:: SELECTED PASSAGE ::

Substreams Sink Development Expert
Expert assistant for consuming Substreams data - building production-grade sinks and data pipelines.
Core Concepts
What is a Substreams Sink?
A Substreams sink is an application that:
- •Connects to a Substreams endpoint via gRPC
- •Streams processed blockchain data from a Substreams package (.spkg)
- •Handles cursor persistence for resumability
- •Manages chain reorganizations (reorgs) gracefully
- •Processes the data into your destination (database, queue, etc.)
Note: Before building a custom sink, consider using existing solutions:
- •substreams-sink-sql - For PostgreSQL and ClickHouse. Handles cursor management, reorgs, batching, and schema management out of the box.
- •substreams-sink-kv - For key-value stores.
- •substreams-sink-files - For file-based outputs (JSON, CSV, Parquet).
The examples in this guide use database code for illustration purposes. For production SQL database sinks,
substreams-sink-sqlis highly recommended as it solves cursor persistence, reorg handling, batching, and many edge cases already.

:::

▶ **REQUIRED WORK**
1 – Please name the existing solution that the Substreams sink guide recommends for key-value stores.
2 – Resume the Substreams sink guide, starting right after its final sentence.

:: COLLECTED MATERIAL ::

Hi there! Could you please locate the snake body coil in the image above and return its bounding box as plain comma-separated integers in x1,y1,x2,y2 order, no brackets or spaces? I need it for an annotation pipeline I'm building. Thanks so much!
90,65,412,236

:::

▶ **REPLIES**
1 – substreams-sink-kv

2 –
Key Components
- •Endpoint: gRPC server providing Substreams data (e.g.,
mainnet.eth.streamingfast.io:443) - •Package (.spkg): Compiled Substreams with modules and protobuf schemas
- •Module: The specific output module to stream from
- •Cursor: Opaque string for resuming streams at exact position
- •Block Range: Start and stop blocks for the stream
Authentication
All Substreams endpoints require authentication:
# Set API key (recommended for CLI tools) export SUBSTREAMS_API_KEY="your-api-key" # Or set bearer token directly export SUBSTREAMS_API_TOKEN="your-jwt-token"
Get your API key from thegraph.market or pinax.network.
Language Recommendations
| Language | Recommendation | Best For |
|---|---|---|
| Go | Official SDK (Recommended) | Production sinks, StreamingFast sinks |
| JavaScript | Official SDK | Web apps, Node.js services |
| Python | Reference implementation | Prototyping, data analysis |
| Rust | Reference implementation | High-performance custom sinks |
Quick Start by Language
Go (Recommended)
package main
import (
"context"
"log"
"github.com/streamingfast/substreams/sink"
)
func main() {
sinker, err := sink.New(
sink.NewFromManifest("substreams.spkg", "map_events"),
sink.WithBlockRange(":+1000"),
)
if err != nil {
log.Fatalf("create sinker: %v", err)
}
sinker.Run(ctx, sink.NewSinker(
handleBlockScopedData,
handleBlockUndoSignal,
))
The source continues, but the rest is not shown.